Wednesday, July 11, 2007
Jornalismo Literário - Rotina de família
Adriana Alves
Andrea acorda às 6h mansamente sobre a brisa da manhã e vai desfilando sua beleza para o banho matinal. Gosta de se sentir bonita e cheirosa durante o resto do dia para dar conta das tarefas do dia. Pega a toalha de seda lentamente, quase que caindo de sono, mas se lembra que tem de estar de pé. Para acompanhar no seu magnífico e sublime banho, não esquece jamais seu estoque de cremes: para limpeza de pele, poros, adstringente, tônico facial, para combater espinhas, acnes, embora tenha uma pele limpa, sabonete líquido. Ela já nascera com esse pequeno e incômodo vício: a de passar horasss a fio no banho, se embelezando, limpa aqui, limpa dali, o ato de passar infinitos cremes causa arrepios.
Dez minutos depois, o irmão Rodrigo já está de pé. Alto, magro, tem olhos mutáveis: tem dias que estão verdes, outros castanhos bem clarinhos, ninguém sabe ao certo a cor. Assim como a irmã, tem manias. Gosta de tomar banho antes de tomar seu café matinal regado a toddynho e um pão assado na sanduicheira. Mas as horas passam, acorda mãe, pai, a sobrinha que vai ao colégio - esta já tomara antes de Andrea. Todos acordam, começam a programar seus dias, mas Andrea continua lá, no seu deleite matinal.
Esquece também que ela tem tarefas para cumprir. Teoremas, álgebras, fórmulas matemáticas, física quântica, trânsito, cansaço, o mesmo repeteco do ano anterior. Passa a maior parte do tempo agarrada aos livros e intermináveis apostilas para tentar passar no vestibular. Porém, não sabe ao certo se quer enfermagem ou psicologia. Sabe que quer seguir a carreira acadêmica e se esforça para isto. Mas o banho não termina e também não se esforça para amenizar a situação. A vontade de estar limpa é mais forte e ela não resiste. Vai dá tempo, vai dá tempo.....Tinha que estar no cursinho às 7h15 da amanhã e ela jura que dá tempo.

▬▬▬▬▬▬

* [O que fazer]
**a)** Extraia do texto sobre a rotina da família, sem mudar nada, o trecho que começa nas palavras "Dez minutos depois, o" e termina em "seu deleite matinal.".
**b)** Responda com base no texto sobre a rotina da família:
(i) A que horas Andrea acorda?
(ii) Quanto tempo depois dela o irmão Rodrigo já está de pé?
(iii) A que horas Andrea tinha que estar no cursinho?
**c)** Prossiga com o texto sobre a rotina da família a partir da última frase dele.
Os registros são um material à parte e não têm relação com o texto sobre a rotina da família.

* [Dados registrados]

▬▬▬▬▬▬

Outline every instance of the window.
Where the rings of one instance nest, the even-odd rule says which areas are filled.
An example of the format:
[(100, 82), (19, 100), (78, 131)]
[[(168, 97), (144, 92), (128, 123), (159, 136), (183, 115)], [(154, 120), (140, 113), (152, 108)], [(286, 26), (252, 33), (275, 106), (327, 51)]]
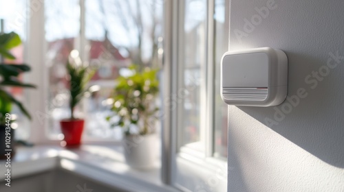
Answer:
[(220, 97), (219, 69), (228, 50), (229, 1), (177, 1), (169, 6), (173, 8), (170, 25), (178, 35), (173, 31), (166, 37), (173, 39), (165, 48), (173, 56), (167, 56), (172, 66), (169, 86), (177, 104), (176, 110), (167, 109), (169, 131), (175, 135), (169, 182), (182, 190), (226, 191), (227, 106)]
[(178, 97), (182, 101), (178, 108), (180, 146), (204, 141), (202, 112), (205, 110), (206, 1), (185, 1), (184, 8), (178, 74)]
[[(214, 9), (214, 156), (215, 157), (227, 157), (227, 104), (224, 104), (220, 93), (220, 62), (224, 53), (228, 48), (228, 25), (229, 15), (228, 1), (215, 0)], [(227, 11), (226, 11), (227, 10)]]
[[(22, 64), (25, 62), (25, 43), (26, 43), (26, 21), (21, 19), (23, 15), (27, 10), (25, 0), (4, 1), (0, 0), (0, 19), (1, 19), (2, 26), (0, 27), (0, 32), (9, 33), (14, 32), (17, 33), (22, 40), (22, 44), (11, 50), (12, 54), (16, 57), (16, 60), (6, 60), (6, 63)], [(26, 80), (26, 76), (21, 76), (22, 80)], [(9, 88), (8, 91), (23, 105), (28, 108), (27, 90), (21, 88)], [(25, 140), (30, 136), (29, 120), (21, 113), (21, 110), (16, 105), (12, 105), (12, 114), (15, 115), (16, 121), (12, 123), (12, 127), (16, 128), (16, 139)]]
[[(92, 93), (76, 109), (86, 119), (85, 140), (120, 139), (105, 117), (120, 69), (131, 63), (158, 66), (162, 4), (155, 1), (45, 0), (46, 63), (49, 70), (48, 135), (61, 139), (58, 121), (68, 118), (65, 63), (78, 49), (83, 61), (98, 68)], [(77, 113), (77, 115), (78, 115)]]

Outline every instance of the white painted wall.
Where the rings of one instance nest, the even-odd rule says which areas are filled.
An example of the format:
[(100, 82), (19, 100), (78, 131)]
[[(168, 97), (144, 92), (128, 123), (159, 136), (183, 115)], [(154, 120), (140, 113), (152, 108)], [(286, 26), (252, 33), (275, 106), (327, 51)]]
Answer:
[(344, 56), (343, 10), (342, 0), (231, 0), (230, 49), (283, 50), (288, 96), (304, 98), (228, 108), (228, 191), (344, 191), (344, 58), (334, 56)]

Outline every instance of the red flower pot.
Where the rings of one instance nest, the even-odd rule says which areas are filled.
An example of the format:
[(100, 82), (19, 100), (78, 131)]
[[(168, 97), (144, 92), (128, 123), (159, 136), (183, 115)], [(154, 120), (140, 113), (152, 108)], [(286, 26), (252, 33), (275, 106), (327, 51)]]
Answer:
[(65, 135), (66, 147), (78, 147), (80, 144), (84, 130), (83, 119), (66, 119), (60, 121), (62, 133)]

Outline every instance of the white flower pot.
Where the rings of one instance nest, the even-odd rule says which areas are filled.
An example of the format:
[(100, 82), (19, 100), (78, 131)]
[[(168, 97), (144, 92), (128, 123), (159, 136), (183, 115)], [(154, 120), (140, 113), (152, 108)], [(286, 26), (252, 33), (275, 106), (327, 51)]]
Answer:
[(140, 169), (154, 167), (158, 160), (157, 135), (125, 136), (122, 141), (127, 164)]

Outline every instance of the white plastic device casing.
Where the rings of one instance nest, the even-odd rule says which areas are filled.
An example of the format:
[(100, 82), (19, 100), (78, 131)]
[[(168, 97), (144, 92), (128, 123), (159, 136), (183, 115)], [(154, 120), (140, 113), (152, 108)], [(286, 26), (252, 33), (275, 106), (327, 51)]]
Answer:
[(288, 93), (288, 58), (270, 47), (228, 51), (221, 60), (221, 97), (228, 105), (268, 107)]

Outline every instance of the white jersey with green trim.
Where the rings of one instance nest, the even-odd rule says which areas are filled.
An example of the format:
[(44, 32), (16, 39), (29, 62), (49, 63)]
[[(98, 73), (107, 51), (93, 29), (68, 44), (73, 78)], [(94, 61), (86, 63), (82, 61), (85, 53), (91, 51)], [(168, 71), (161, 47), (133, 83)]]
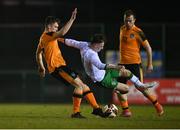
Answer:
[(94, 82), (104, 79), (106, 64), (102, 63), (98, 53), (89, 47), (89, 42), (65, 39), (65, 44), (80, 50), (85, 72)]

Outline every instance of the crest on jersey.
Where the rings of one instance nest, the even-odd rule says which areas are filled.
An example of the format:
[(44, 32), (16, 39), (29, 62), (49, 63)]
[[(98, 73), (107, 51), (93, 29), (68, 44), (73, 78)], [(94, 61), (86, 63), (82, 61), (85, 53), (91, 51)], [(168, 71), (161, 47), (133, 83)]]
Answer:
[(134, 34), (133, 33), (130, 34), (130, 38), (134, 38)]

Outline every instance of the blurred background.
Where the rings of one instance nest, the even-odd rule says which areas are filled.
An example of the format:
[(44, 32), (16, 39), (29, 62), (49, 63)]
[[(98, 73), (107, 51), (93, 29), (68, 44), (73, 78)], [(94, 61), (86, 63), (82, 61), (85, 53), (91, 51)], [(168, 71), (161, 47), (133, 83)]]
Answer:
[[(103, 33), (107, 42), (100, 57), (107, 63), (118, 63), (119, 27), (123, 13), (132, 9), (136, 25), (148, 38), (153, 49), (154, 72), (145, 73), (145, 81), (156, 80), (154, 92), (163, 104), (180, 104), (179, 34), (180, 14), (176, 2), (156, 1), (98, 1), (98, 0), (1, 0), (0, 1), (0, 102), (72, 102), (73, 88), (65, 86), (50, 75), (40, 79), (35, 52), (48, 15), (66, 23), (73, 9), (77, 19), (66, 37), (90, 40), (94, 33)], [(95, 86), (84, 73), (79, 51), (60, 46), (70, 67), (75, 68), (89, 84), (98, 102), (111, 101), (111, 90)], [(146, 54), (142, 50), (143, 66)], [(129, 93), (130, 103), (149, 103), (136, 90)], [(138, 95), (138, 96), (137, 96)]]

▬▬▬▬▬▬

* [Respostas por tarefa]
**a)**
Dez minutos depois, o irmão Rodrigo já está de pé. Alto, magro, tem olhos mutáveis: tem dias que estão verdes, outros castanhos bem clarinhos, ninguém sabe ao certo a cor. Assim como a irmã, tem manias. Gosta de tomar banho antes de tomar seu café matinal regado a toddynho e um pão assado na sanduicheira. Mas as horas passam, acorda mãe, pai, a sobrinha que vai ao colégio - esta já tomara antes de Andrea. Todos acordam, começam a programar seus dias, mas Andrea continua lá, no seu deleite matinal.

**b)**
(i) Às 6h.
(ii) Dez minutos depois.
(iii) Às 7h15.

**c)**
-pápápápá!!!!!!!-bate o irmão com toda força na porta. Vai demorarrrrrrrr ainda ôuu!!!!! Tenho que ir por trabalhooooooooooooo powwwwwww!!!!, grita Rodrigo, o irmão mais velho, aquele que acordara dez minutos depois e lutava para conseguir tirá-la de lá.
Andrea faz ouvido de mercador, como sempre lhe dizia seu pai. Mas por que tanta pressa deste garoto? Já devia ter se acostumado. Sabe que as mulheres demoram mesmo, elas querem ficar lindas, cheirosas, maquiadas pelo resto do dia, senão da vida. Neste momento, Andrea, a bela da manhã, ainda nem estava na metade do banho. Tinha começado a se lambuzar de cremes e mais cremes. Tudo isso para conservar a pela macia, como a de bebê e não estava nem aí para as reclamações. Era vaidosíssima. As horas vão se passando lentamente para ela. Cada minuto era ainda mais apreciado. Do lado de fora, a mãe, que já acordara, e o irmão mais velho, já estavam impacientes com a tamanha demora da moça.
E batem na porta, imploram para ela sair. Esboçam reações e ameaças. Ficam zangados, lamentam que ela tenha cursinho tão cedo. Rodrigo, que nunca se intrometera na vida de Andrea e tinha um carinho enorme pela irmã, sugere então para que ela mude de horário, pois assim não atrapalharia ninguém. A mãe concorda para amenizar o clima na casa. Mas Andrea ainda não está pronta. As águas cristalinas e mornas caíam levemente sobre os cabelos loiros dela e seu corpo logo fica ensaboado com os resquícios do shampoo. Adora esta parte, a água quentinha, limpinha, tirando todo o grude que arraigava no seu corpo suado da transpiração da noite. Não se apressa por nada. Nem se perder mais uma aula no cursinho ou chegar atrasada. Queria mesmo era ficar limpinha, demorar-se no banho, satisfazer seu desejo pessoal. Agora era vez do condicionador. Este é mais rápido, mas, mesmo assim, ela não queria passar com rapidez, gostaria de passar lentamente, pois acreditava que os cabelos ficavam mais sedodos e com mais brilho.
O irmão enfurecido e a mãe, que também tem que ir por trabalho, já não aguentam mais todo dia esta rotina estafante: sempre restam dez minutos para cada para ir ao banheiro. Ficam resmungando. Resmungam e resmungam.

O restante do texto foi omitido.